Ribosomal RNAs and transfer RNAs

As all other metazoan mtDNAs sequenced, P. xuthus mtDNA contains genes for both small and large ribosomal subunit RNAs (rrnS and rrnL). Both genes are encoded by the heavy (H) strand and are separated by tRNAVal, which is identical to the arrangement in many other metazoans. The size of the inferred rrnL is 1,332 bp, and the partial rrnS is about 598 bp.

The series of 19 tRNAs typical of metazoan mitogenomes were found, and secondary structures were drawn for each one (Fig. 3). The 18 tRNAs showed typical clover-leaf secondary structures except for the tRNASer(AGN). The tRNASer(AGN) gene observed in P. xuthus could not form a stable stem loop structure in the DHU arm as shown in many other insect tRNASer (AGN)s. Despite of the unusual secondary structure (Fig. 3), the tRNA is still predicted to adopt an appropriate tertiary structure, based on the folding rules proposed by Steinberg and Cedergren [58].

Fig. 3
figure 3figure 3

Predicated secondary clover-leaf structure for the 19 tRNA genes of P. xuthus.The tRNAs are labelled with the abbreviations of their corresponding amino acids. Nucleotide sequences from 5′ to 3′ as indicated for tRNAAla. Dashes (–) indicate Watson–Crick basepairing, and plus sign (+) G–U base-pairing. Arms of tRNAs (clockwise from top) are the amino acid acceptor (AA) arm, TΨC (T) arm, the anticodon (AC) arm, and dihydrouridine (DHU or D) arm

In 10 cases, tRNA coding did show overlaps with the sideward tRNA or gene length ranging from 1 to 35 bp. The 8 bp overlapping was observed for tRNATrp/tRNACys, as reported by Lessinger et al. [59], producing separate transcripts with their opposite directions like other insect species [34, 44, 59, 60].

▸ **MATERIAL PROVIDED**
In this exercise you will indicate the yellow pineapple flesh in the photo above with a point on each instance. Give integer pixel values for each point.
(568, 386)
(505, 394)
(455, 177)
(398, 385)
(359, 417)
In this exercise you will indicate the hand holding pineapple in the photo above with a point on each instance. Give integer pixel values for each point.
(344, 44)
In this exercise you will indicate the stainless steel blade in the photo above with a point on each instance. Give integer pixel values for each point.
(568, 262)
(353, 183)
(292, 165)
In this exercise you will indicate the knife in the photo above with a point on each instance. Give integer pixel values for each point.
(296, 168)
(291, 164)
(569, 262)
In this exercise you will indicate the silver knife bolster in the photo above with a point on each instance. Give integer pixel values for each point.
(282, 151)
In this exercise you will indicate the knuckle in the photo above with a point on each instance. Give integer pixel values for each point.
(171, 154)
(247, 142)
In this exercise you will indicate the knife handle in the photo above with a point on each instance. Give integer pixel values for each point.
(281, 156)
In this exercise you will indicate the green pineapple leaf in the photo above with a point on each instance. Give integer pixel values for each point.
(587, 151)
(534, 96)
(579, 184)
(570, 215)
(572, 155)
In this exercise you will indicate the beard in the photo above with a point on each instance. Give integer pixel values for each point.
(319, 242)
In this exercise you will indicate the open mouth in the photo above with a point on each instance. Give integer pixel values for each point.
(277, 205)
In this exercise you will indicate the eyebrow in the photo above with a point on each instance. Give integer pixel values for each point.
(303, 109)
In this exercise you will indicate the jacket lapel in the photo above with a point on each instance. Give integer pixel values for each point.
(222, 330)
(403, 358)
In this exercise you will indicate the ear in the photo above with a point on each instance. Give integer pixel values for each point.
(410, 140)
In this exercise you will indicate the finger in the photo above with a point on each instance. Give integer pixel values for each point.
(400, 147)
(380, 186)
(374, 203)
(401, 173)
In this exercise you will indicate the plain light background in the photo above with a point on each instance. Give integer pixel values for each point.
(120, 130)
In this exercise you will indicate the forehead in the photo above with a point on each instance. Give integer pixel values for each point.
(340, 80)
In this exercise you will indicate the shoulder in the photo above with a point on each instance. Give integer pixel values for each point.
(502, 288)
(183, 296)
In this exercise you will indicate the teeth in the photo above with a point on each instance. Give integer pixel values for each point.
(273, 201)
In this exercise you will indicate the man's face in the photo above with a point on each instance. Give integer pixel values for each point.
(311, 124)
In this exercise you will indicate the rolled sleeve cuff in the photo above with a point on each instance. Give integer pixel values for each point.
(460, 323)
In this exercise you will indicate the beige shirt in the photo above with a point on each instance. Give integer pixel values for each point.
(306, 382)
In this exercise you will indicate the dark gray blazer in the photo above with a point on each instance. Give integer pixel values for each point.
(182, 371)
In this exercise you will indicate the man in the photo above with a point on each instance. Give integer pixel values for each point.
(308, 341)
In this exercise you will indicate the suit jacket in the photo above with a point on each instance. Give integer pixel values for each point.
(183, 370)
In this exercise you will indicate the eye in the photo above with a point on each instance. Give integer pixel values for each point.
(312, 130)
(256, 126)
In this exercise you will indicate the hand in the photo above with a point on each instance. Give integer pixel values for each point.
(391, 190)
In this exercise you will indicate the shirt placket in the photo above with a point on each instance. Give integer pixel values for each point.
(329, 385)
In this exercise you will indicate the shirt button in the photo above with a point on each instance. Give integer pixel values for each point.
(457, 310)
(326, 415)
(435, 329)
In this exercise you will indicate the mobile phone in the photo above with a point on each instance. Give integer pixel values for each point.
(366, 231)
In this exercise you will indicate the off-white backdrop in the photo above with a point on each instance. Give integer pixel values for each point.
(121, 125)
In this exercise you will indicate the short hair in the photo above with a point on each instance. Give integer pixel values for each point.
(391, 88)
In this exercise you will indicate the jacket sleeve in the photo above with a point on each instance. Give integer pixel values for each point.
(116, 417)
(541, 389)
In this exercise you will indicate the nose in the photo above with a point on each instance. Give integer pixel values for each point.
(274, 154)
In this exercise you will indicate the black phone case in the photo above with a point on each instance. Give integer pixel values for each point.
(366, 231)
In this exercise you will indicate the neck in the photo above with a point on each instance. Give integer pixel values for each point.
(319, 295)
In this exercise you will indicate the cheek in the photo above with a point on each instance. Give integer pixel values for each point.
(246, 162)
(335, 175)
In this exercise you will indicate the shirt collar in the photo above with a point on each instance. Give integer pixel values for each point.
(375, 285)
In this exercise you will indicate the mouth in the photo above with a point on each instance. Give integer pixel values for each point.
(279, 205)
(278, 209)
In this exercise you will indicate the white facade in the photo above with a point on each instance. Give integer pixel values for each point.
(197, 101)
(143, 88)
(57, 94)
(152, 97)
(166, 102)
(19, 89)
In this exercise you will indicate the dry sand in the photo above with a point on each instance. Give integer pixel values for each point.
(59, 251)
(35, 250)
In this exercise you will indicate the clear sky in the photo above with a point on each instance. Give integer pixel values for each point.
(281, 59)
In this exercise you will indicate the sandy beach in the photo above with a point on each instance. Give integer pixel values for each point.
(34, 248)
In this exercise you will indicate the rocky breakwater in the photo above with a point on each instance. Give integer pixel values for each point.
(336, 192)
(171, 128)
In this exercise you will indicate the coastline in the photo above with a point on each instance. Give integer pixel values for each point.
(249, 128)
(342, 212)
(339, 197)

▸ **REQUIRED ACTIONS**
[a] Shorten the paragraph of the P. xuthus RNA gene text that begins "As all other metazoan mtDNAs sequenced" into a bulleted list that keeps its main facts.
[b] Carry on the P. xuthus RNA gene text, starting right after its last sentence.
The items are separate material from the P. xuthus RNA gene text.

▸ **RESULTS FOR THE EXERCISE**
[a]
- Like all other sequenced metazoan mtDNAs, P. xuthus mtDNA has genes for the small and large ribosomal subunit RNAs (rrnS and rrnL).
- Both genes are encoded by the heavy (H) strand.
- tRNAVal separates them, which matches the arrangement in many other metazoans.
- The inferred rrnL is 1,332 bp long.
- The partial rrnS is about 598 bp long.

[b]
Phylogenetic analysis

A 22-taxon data set, 3,830 characters after removal of gap-experiencing sites, of which 2,539 were variable and 1,989 were parsimony-informative, was analyzed using Bayesian method. The topology of the Bayesian tree is shown in Fig. 4.

Fig. 4
figure 4

Bayesian tree based on amino acid sequences of the 12 protein-coding genes. Number at nodes indicate posterior probabilities

The most striking result of this analysis is that Insecta (Microcoryphia + Zyentoma + Pterygota), Microcoryphia, Zyentoma, Pterygota, Diptera, Lepidoptera and Coleoptera are monophyletic. Within Pterygota, the Dictyoptera and the holometabolan orders Diptera, Lepidoptera and Coleoptera are monophyletic, Homometabola per se are not, because the Coleoptera (Pyrocoelia, Tribolium and Crioceris) is sister to the Hemiptera (Philaenus) of the Hemimetabola. These results confirm most recent molecular analyses [41, 61] but which the Holometabola do not form a monophyletic clade is in open disagreement with most morphological [62, 63] and molecular [64] analyses.

The seven lepidopteran mitogenome sequences represent four lepidopteran superfamilies within the lepidopteran suborder, Ditrysia: B. mandarina and A. pernyi for the Bombycoidea, P. xuthus and C. raphaelis for the Papilionoidea, O. furnacalis and O. nubilalis for the Pyraloidea, and A. honmai for the Tortricidea. This phylogenetic analysis led to well supported monophyletic groups, Bombycoidea, Papilionoidea, Pyraloidea, and Obtectomera. This result illuminated traditional classification system very well [65, 66]. Although further studies are needed for more diverse species, the result supports the relationship of (Apoditrysia (Obtectomera (Macro-lepidoptera))) [67, 68].